Given records |
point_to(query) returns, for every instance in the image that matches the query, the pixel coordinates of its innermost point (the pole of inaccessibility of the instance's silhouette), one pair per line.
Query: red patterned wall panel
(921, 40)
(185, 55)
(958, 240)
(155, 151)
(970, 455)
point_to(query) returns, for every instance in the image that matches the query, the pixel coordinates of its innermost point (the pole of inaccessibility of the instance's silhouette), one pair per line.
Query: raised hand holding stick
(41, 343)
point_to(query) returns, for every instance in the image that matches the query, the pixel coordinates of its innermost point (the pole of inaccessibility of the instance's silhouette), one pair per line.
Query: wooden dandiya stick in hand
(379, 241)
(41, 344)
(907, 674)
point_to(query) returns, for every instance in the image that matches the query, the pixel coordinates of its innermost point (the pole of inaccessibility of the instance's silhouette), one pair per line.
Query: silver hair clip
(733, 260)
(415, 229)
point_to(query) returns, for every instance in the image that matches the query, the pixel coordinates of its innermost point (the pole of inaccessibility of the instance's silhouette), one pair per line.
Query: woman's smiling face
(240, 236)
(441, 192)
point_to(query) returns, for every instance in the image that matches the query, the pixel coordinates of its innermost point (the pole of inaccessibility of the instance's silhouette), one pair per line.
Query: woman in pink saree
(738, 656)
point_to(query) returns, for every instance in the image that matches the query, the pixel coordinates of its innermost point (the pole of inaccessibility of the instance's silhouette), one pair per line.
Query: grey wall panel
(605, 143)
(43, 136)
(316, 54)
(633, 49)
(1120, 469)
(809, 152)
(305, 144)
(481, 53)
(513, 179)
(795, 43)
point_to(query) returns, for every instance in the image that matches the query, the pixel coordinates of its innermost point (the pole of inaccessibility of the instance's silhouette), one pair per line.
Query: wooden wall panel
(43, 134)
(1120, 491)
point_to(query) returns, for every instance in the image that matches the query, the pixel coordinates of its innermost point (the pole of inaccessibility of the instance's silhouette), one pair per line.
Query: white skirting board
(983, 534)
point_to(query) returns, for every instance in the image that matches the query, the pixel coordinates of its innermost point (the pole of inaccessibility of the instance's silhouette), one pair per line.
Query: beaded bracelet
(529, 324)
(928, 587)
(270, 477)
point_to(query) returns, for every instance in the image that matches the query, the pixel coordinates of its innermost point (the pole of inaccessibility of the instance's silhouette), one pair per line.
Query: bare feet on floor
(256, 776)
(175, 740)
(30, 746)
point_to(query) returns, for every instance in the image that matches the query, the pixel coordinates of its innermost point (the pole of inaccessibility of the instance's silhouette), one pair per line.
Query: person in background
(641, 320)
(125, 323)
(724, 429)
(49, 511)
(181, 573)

What this task involves | Using the listing above, retype each line exactly.

Complete response |
point_to(query) returns, for every instance in the image that matches the query, the pixel coordinates of its innermost point (the pole of inaccessibility of the instance's silhouette), one pair per line.
Query: red patterned wall panel
(921, 40)
(185, 55)
(958, 240)
(155, 151)
(970, 455)
point_to(query) returns, for every instance in the image that matches the query, the pixel coordinates of its innermost point (the pole of inaccessibility of the instance's silhouette), one pair per line.
Query: raised hand holding stick
(41, 343)
point_to(query) returns, for every instance in the image that matches the query, the pixel coordinates of its innermost point (the pole of inaccessibility of the instance's silhouette), one pair per line.
Query: wooden dandiya stick in hand
(379, 241)
(41, 344)
(907, 674)
point_to(query) returns, for every instance in the image that matches the query, the pixel coordinates of its innermost point (the pole of inaccessibility of the instance's silhouette), one pair per line.
Query: silver hair clip
(733, 260)
(415, 229)
point_to(query) returns, for every instance in the image that matches the query, the pixel coordinates of its innermost point (the pole of inaccessibility of the instance's silhouette), one pair per line.
Query: woman's smiling face
(240, 236)
(441, 192)
point_to(query) returns, for every instance in the image that matches the query, the pixel coordinates of its innermost point (the pole of inaccessibility of the instance's silhouette), one pair per line.
Query: woman in pink saree
(738, 656)
point_to(query) returns, for every instance in the image that matches the query, the pixel coordinates of its innermost point (the pole of inaccessibility of the instance's silhouette), one pair per line.
Query: grey wall panel
(605, 143)
(43, 136)
(316, 54)
(633, 49)
(1120, 469)
(809, 152)
(305, 144)
(481, 53)
(513, 179)
(795, 43)
point_to(query) returns, for every instance in the image that matches the query, the pixel coordinates of its innermost point (the pole of inaccessibility of the instance's silhouette), one pair per line.
Query: wooden wall panel
(43, 134)
(1120, 491)
point_to(query) returns, for every instance in the image that matches the query, the pixel coordinates of its innermost point (the pole of inaccessibility of the instance's silhouette), one pair per line.
Query: white skirting board
(983, 534)
point_to(query) returns, for every instance in the image that matches the query, the pixel coordinates of its innermost point (the pole of inaccessibility of the instance's silhouette), one pair per line.
Query: beaded bracelet
(529, 324)
(928, 587)
(270, 477)
point_to(query) returns, for every instance in the image that matches the query, the pixel coordinates of its innermost point (the pole of inaccessibility of the instance's silhouette), one pair per line.
Query: bare feet on floor
(256, 776)
(175, 740)
(30, 746)
point_to(query) returns, for every instance in the image that matches the query, the pixel coordinates of its innermost point (the pole of inaccessibility of the instance's silhouette), one pair per line.
Query: person in background
(641, 320)
(125, 323)
(724, 429)
(49, 511)
(181, 573)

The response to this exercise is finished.